**Raw data:**

===

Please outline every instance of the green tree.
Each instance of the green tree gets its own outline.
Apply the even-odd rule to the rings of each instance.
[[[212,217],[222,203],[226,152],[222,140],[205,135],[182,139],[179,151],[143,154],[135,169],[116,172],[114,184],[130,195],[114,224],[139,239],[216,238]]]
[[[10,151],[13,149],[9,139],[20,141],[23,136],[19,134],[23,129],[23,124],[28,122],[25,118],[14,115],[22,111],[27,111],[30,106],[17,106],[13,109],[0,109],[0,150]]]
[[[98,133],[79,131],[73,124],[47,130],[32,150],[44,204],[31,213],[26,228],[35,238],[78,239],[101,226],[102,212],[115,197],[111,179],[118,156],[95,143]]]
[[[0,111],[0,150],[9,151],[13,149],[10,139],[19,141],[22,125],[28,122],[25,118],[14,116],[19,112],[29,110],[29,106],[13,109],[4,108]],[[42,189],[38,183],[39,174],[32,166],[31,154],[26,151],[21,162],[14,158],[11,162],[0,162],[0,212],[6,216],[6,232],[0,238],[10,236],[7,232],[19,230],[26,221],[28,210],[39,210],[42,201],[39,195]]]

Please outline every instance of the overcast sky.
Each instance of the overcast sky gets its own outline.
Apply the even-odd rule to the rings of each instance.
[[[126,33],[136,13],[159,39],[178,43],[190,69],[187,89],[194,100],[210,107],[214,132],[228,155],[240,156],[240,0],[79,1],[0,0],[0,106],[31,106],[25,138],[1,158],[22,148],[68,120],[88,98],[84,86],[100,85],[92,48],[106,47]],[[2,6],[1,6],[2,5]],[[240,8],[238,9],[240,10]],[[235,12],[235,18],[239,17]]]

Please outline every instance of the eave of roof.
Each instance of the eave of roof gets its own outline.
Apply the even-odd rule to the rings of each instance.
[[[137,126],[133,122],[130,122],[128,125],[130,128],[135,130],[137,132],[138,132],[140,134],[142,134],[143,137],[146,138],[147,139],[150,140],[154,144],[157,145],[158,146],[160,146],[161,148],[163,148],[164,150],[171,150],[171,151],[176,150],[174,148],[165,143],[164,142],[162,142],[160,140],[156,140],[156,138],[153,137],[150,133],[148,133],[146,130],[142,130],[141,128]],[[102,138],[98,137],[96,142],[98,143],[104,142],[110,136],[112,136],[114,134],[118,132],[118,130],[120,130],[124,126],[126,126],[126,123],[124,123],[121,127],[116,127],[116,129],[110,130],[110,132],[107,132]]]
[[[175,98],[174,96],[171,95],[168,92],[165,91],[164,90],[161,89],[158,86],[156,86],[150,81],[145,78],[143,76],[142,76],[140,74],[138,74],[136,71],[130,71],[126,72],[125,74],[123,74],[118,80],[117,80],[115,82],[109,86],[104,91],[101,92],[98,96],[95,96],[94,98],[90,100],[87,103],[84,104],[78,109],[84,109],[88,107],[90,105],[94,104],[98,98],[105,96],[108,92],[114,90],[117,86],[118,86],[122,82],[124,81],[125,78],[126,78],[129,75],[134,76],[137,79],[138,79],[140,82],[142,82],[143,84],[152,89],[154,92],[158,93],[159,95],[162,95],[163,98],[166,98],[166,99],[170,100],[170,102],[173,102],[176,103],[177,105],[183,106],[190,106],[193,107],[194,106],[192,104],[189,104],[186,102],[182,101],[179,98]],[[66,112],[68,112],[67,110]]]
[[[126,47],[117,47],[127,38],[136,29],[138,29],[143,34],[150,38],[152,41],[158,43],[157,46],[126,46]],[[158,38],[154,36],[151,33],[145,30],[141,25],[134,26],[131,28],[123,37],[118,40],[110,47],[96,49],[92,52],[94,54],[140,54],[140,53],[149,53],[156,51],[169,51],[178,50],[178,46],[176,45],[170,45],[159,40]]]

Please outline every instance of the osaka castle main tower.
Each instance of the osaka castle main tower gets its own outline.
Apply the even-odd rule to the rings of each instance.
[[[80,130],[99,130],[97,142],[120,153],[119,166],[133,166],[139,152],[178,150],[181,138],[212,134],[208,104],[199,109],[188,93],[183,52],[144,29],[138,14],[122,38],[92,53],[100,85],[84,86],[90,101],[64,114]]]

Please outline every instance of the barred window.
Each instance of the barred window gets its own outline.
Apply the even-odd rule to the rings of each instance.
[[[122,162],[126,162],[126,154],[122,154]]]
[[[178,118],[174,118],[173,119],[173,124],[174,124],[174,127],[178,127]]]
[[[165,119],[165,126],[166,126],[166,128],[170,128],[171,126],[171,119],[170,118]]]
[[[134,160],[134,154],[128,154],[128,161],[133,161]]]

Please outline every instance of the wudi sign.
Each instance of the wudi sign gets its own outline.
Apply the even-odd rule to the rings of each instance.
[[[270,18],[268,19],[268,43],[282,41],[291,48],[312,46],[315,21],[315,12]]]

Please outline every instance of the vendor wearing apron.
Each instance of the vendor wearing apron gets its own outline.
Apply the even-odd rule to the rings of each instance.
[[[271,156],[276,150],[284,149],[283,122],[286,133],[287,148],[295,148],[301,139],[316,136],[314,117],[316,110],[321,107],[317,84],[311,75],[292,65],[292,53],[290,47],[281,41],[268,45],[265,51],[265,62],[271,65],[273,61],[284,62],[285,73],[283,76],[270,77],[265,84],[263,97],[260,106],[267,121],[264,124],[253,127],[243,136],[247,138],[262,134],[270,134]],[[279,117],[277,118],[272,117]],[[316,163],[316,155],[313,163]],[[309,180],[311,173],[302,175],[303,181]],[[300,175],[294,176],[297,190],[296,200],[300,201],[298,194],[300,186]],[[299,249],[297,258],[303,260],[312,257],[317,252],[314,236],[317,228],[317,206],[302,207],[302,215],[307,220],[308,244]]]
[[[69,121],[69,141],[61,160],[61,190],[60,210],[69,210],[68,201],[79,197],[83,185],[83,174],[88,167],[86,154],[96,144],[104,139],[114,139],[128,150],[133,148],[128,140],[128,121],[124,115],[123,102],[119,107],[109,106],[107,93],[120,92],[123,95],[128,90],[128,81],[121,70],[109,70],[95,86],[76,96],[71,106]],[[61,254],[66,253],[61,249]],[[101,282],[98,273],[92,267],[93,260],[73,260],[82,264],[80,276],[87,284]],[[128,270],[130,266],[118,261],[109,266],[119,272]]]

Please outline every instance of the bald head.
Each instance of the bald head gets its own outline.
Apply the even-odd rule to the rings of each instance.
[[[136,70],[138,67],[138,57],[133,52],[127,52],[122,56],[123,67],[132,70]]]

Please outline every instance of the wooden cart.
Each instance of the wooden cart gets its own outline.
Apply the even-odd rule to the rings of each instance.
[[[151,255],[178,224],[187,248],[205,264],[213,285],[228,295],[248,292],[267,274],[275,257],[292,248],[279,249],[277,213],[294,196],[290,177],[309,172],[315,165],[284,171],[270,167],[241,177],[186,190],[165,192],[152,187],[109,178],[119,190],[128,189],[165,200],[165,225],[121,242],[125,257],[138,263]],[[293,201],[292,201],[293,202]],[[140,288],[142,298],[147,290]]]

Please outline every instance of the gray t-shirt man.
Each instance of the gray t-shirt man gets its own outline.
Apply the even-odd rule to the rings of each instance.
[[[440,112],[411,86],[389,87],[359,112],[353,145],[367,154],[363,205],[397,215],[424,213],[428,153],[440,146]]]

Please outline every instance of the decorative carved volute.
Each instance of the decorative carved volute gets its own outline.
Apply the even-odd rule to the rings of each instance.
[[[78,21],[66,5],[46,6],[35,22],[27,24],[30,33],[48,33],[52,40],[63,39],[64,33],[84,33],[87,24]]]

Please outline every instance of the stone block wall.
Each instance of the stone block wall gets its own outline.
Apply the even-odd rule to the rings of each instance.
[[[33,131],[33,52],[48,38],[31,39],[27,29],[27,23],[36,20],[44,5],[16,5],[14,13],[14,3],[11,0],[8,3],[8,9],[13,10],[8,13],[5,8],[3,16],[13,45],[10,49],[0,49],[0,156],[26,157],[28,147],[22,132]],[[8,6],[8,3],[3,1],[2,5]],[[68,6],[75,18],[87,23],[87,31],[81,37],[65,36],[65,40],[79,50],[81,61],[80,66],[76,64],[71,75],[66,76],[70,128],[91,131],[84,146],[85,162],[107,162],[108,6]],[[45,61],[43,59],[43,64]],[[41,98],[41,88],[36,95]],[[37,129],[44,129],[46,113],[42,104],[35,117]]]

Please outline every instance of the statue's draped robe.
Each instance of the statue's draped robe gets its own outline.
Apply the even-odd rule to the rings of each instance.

===

**Exercise details:**
Transcribe the lines of the data without any changes, starting with the line that contains "Please outline every instance of the statue's" and continuing through the end of the data, both ends included.

**Exercise response:**
Please outline every instance of the statue's draped robe.
Each instance of the statue's draped robe gets its own outline.
Apply the even-odd rule to the rings of each instance.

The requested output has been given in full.